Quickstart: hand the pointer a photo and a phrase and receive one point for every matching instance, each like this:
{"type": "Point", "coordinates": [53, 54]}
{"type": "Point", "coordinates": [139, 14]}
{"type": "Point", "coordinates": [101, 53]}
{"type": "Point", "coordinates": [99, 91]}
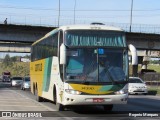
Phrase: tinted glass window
{"type": "Point", "coordinates": [17, 78]}
{"type": "Point", "coordinates": [135, 80]}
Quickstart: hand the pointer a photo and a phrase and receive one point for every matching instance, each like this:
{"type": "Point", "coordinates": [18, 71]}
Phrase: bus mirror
{"type": "Point", "coordinates": [62, 54]}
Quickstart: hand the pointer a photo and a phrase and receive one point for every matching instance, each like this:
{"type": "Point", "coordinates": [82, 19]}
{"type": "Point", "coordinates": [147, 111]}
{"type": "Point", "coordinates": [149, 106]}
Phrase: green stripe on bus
{"type": "Point", "coordinates": [47, 74]}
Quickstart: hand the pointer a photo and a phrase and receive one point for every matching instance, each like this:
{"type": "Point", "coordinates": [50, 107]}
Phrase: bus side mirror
{"type": "Point", "coordinates": [62, 54]}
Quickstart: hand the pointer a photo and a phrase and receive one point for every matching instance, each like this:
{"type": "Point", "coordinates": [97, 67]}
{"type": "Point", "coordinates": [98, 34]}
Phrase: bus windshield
{"type": "Point", "coordinates": [94, 38]}
{"type": "Point", "coordinates": [96, 65]}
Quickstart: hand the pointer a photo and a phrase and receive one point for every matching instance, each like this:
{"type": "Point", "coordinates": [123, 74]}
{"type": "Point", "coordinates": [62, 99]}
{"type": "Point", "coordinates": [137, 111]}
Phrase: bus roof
{"type": "Point", "coordinates": [80, 27]}
{"type": "Point", "coordinates": [90, 27]}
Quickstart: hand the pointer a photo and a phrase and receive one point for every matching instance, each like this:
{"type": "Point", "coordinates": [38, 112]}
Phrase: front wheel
{"type": "Point", "coordinates": [108, 107]}
{"type": "Point", "coordinates": [38, 98]}
{"type": "Point", "coordinates": [59, 107]}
_____
REQUIREMENT => Repeat everything in the records precisely. Images are excluded from the copy.

OUTPUT =>
Quickstart: hand the pointer a photo and a phrase and receive one point for every matching instance, each like this:
{"type": "Point", "coordinates": [53, 54]}
{"type": "Point", "coordinates": [139, 14]}
{"type": "Point", "coordinates": [101, 53]}
{"type": "Point", "coordinates": [99, 91]}
Phrase: tinted glass window
{"type": "Point", "coordinates": [17, 78]}
{"type": "Point", "coordinates": [135, 80]}
Quickstart: hand the pointer a photo and a phrase and receive one point for every matching instance, each like this:
{"type": "Point", "coordinates": [18, 71]}
Phrase: bus mirror
{"type": "Point", "coordinates": [62, 54]}
Quickstart: hand the pointer a photo and a phrase and receive one point for every matching instance, each like this:
{"type": "Point", "coordinates": [82, 19]}
{"type": "Point", "coordinates": [147, 111]}
{"type": "Point", "coordinates": [149, 106]}
Phrase: green stripe on bus
{"type": "Point", "coordinates": [47, 74]}
Quickstart: hand the pointer a photo and a phrase and receive one point for every matching instance, each like this:
{"type": "Point", "coordinates": [50, 107]}
Phrase: bus side mirror
{"type": "Point", "coordinates": [62, 54]}
Quickstart: hand the pointer a photo and a phrase and receive one point for every matching instance, each like this:
{"type": "Point", "coordinates": [97, 67]}
{"type": "Point", "coordinates": [98, 34]}
Phrase: bus windshield
{"type": "Point", "coordinates": [94, 38]}
{"type": "Point", "coordinates": [96, 65]}
Quickstart: hand the pointer a photo and a phrase and receive one point for every matching instance, each like this:
{"type": "Point", "coordinates": [123, 74]}
{"type": "Point", "coordinates": [62, 99]}
{"type": "Point", "coordinates": [137, 111]}
Phrase: bus roof
{"type": "Point", "coordinates": [80, 27]}
{"type": "Point", "coordinates": [90, 27]}
Quickstart: hand the pointer a photo and a phrase and receive one point for every matching instance, each like this:
{"type": "Point", "coordinates": [38, 112]}
Phrase: front wheel
{"type": "Point", "coordinates": [108, 107]}
{"type": "Point", "coordinates": [38, 98]}
{"type": "Point", "coordinates": [59, 107]}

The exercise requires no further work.